[Dataset rows showing where objects appear]
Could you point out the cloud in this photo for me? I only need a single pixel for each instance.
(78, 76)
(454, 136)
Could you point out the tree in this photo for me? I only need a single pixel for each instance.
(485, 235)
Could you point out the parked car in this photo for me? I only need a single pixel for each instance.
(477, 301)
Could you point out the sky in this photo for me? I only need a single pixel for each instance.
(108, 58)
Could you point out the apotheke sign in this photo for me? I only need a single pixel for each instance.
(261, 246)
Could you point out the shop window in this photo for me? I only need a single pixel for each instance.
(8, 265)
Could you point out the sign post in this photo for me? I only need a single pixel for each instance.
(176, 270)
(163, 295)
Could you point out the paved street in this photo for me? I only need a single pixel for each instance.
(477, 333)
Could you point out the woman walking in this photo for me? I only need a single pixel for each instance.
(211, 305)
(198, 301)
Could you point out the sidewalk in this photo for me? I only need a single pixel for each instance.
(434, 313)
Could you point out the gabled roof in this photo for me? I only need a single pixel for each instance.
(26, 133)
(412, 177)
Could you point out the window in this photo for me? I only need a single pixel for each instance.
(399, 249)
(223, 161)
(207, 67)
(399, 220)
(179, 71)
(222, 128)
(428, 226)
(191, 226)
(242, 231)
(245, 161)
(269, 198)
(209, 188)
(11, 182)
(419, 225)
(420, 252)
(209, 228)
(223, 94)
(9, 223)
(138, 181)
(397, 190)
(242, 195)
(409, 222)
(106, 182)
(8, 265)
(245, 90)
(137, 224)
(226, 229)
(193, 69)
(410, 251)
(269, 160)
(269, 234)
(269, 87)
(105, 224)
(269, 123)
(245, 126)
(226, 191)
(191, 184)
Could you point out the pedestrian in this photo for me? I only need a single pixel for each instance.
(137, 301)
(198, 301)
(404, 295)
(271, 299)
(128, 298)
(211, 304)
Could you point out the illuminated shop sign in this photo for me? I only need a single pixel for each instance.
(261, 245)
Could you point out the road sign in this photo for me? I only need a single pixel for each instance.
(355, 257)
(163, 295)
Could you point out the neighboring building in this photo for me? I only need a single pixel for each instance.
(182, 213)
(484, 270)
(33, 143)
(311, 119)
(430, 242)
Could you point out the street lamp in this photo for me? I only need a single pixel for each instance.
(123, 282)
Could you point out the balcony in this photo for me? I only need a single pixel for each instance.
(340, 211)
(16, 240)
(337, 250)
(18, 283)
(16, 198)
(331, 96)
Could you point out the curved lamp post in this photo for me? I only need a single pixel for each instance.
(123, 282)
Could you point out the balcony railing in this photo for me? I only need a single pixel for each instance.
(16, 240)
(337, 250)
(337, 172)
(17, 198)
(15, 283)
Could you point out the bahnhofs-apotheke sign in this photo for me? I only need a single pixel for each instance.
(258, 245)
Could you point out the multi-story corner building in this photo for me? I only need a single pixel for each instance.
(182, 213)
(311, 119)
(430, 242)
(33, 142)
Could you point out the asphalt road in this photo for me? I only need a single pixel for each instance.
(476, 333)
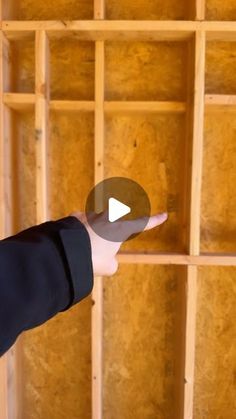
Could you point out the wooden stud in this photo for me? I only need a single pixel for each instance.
(3, 360)
(200, 9)
(9, 384)
(206, 259)
(41, 124)
(197, 152)
(195, 209)
(149, 107)
(99, 9)
(72, 105)
(190, 333)
(117, 30)
(97, 294)
(19, 101)
(221, 103)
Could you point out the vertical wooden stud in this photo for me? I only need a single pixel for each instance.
(9, 363)
(197, 151)
(3, 359)
(97, 295)
(190, 291)
(41, 124)
(200, 9)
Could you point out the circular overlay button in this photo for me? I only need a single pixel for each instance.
(124, 205)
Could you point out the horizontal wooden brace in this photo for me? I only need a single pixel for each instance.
(208, 259)
(94, 30)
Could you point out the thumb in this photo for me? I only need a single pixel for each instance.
(136, 226)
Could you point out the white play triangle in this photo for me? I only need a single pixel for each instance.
(117, 209)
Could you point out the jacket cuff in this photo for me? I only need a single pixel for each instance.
(77, 248)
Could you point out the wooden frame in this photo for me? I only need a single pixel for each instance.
(100, 31)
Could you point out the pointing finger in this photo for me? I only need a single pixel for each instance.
(136, 226)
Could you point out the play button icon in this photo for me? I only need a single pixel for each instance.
(119, 200)
(117, 210)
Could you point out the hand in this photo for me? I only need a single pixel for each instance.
(104, 251)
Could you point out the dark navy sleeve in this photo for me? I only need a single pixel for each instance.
(44, 270)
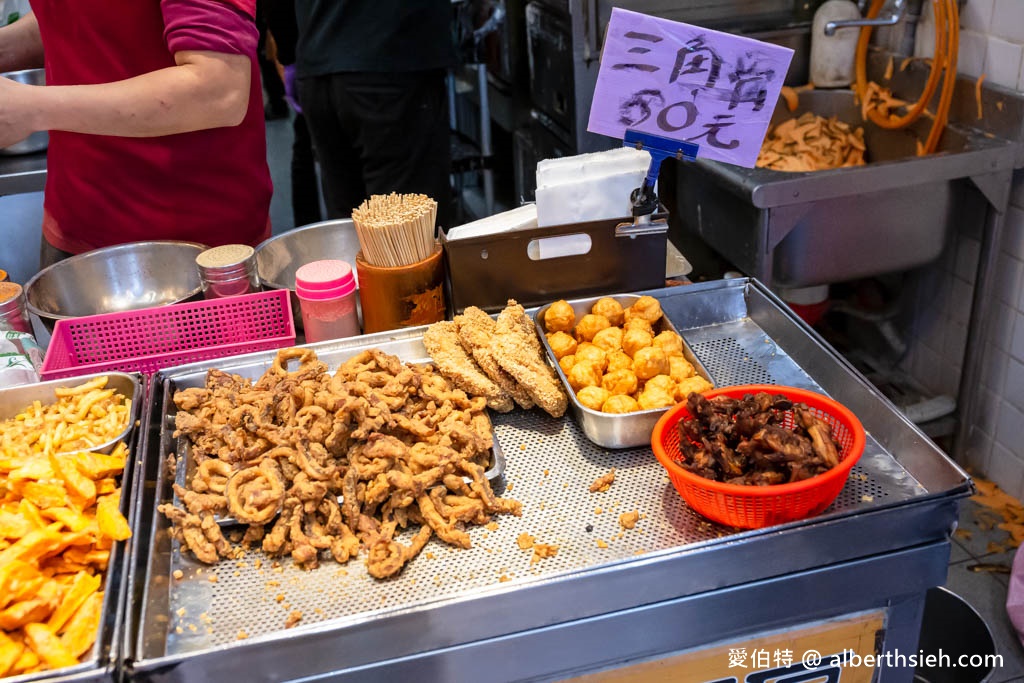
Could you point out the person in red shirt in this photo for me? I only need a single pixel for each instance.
(156, 119)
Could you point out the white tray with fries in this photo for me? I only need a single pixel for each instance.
(67, 454)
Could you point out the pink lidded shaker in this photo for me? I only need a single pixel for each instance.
(327, 297)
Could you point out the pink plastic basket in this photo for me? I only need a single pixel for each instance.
(148, 339)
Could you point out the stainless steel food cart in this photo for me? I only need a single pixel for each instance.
(674, 583)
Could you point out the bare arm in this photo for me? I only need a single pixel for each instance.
(20, 46)
(203, 90)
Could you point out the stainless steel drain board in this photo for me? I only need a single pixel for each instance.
(549, 467)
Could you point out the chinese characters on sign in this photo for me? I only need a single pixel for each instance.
(670, 79)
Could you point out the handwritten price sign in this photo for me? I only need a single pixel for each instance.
(680, 81)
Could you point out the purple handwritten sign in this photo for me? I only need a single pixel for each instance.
(680, 81)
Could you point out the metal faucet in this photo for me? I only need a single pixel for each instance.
(898, 7)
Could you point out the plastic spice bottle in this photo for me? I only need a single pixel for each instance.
(227, 270)
(13, 313)
(327, 296)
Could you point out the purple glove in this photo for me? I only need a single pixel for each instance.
(291, 88)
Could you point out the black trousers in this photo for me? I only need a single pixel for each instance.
(305, 191)
(378, 133)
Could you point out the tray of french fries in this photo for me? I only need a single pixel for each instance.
(66, 458)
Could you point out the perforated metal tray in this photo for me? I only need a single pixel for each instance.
(448, 596)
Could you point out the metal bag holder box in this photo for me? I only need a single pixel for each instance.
(623, 256)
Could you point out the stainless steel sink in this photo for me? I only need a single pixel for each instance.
(799, 229)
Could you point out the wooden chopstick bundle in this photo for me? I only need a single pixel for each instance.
(395, 229)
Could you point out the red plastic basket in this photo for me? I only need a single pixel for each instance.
(755, 507)
(148, 339)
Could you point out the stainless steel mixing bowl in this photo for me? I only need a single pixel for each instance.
(279, 257)
(138, 274)
(40, 139)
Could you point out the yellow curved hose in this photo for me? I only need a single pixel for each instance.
(946, 50)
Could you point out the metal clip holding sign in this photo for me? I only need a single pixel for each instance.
(643, 199)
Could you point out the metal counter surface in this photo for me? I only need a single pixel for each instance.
(890, 528)
(23, 173)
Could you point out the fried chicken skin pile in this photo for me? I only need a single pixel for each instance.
(315, 464)
(747, 441)
(502, 359)
(620, 363)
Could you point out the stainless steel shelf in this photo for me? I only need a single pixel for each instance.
(25, 173)
(888, 534)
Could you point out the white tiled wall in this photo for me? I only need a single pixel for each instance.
(991, 43)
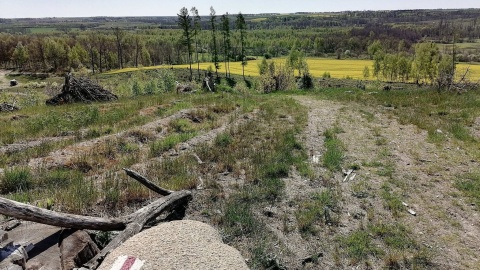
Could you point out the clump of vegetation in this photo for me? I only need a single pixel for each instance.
(16, 180)
(319, 207)
(333, 157)
(469, 184)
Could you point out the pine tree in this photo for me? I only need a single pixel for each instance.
(213, 22)
(242, 27)
(185, 22)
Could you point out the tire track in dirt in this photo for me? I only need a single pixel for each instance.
(423, 174)
(68, 154)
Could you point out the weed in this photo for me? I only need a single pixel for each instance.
(175, 174)
(318, 208)
(181, 125)
(16, 179)
(392, 201)
(333, 157)
(387, 170)
(141, 136)
(358, 246)
(169, 142)
(460, 132)
(79, 196)
(238, 219)
(395, 235)
(223, 140)
(469, 184)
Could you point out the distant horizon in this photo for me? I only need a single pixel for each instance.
(233, 14)
(38, 9)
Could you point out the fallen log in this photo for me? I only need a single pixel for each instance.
(129, 224)
(7, 107)
(136, 222)
(80, 90)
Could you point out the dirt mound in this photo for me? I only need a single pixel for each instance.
(80, 90)
(183, 244)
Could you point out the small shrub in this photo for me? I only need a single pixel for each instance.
(469, 184)
(16, 179)
(358, 246)
(392, 201)
(181, 125)
(333, 157)
(223, 140)
(238, 219)
(169, 142)
(318, 208)
(136, 89)
(150, 88)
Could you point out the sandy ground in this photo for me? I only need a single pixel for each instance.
(183, 244)
(424, 173)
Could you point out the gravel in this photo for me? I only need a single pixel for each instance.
(183, 244)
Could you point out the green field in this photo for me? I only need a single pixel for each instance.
(318, 66)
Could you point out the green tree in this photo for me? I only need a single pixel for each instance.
(213, 25)
(427, 57)
(446, 73)
(226, 42)
(55, 53)
(374, 48)
(196, 32)
(185, 23)
(242, 28)
(366, 72)
(20, 55)
(77, 56)
(120, 36)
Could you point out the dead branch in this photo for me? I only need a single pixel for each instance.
(137, 220)
(130, 224)
(80, 90)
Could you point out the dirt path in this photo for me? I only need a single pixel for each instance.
(4, 82)
(421, 172)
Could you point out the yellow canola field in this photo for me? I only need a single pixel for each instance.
(340, 69)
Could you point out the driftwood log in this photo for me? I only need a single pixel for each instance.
(80, 90)
(129, 224)
(7, 107)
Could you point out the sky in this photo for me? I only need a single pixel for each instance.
(121, 8)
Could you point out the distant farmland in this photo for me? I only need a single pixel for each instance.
(340, 69)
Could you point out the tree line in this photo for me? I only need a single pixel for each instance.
(225, 38)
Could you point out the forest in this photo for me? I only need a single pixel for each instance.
(105, 43)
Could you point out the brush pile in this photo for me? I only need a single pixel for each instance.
(80, 90)
(7, 107)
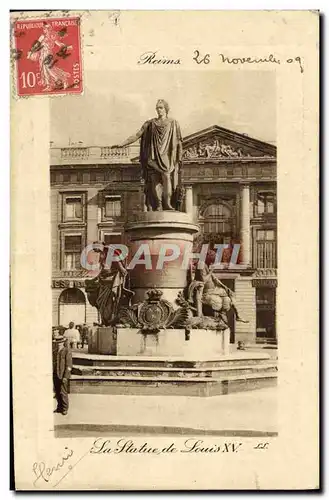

■ What is asked:
Find each line in the records above that contains the word "distant" and copy it out.

■ Output of the task:
Could you point out the distant horizon in this photo for me? I only need a single pixel for each instance.
Could you point out the distant farmland in this photo for me? I only need a single pixel for each instance.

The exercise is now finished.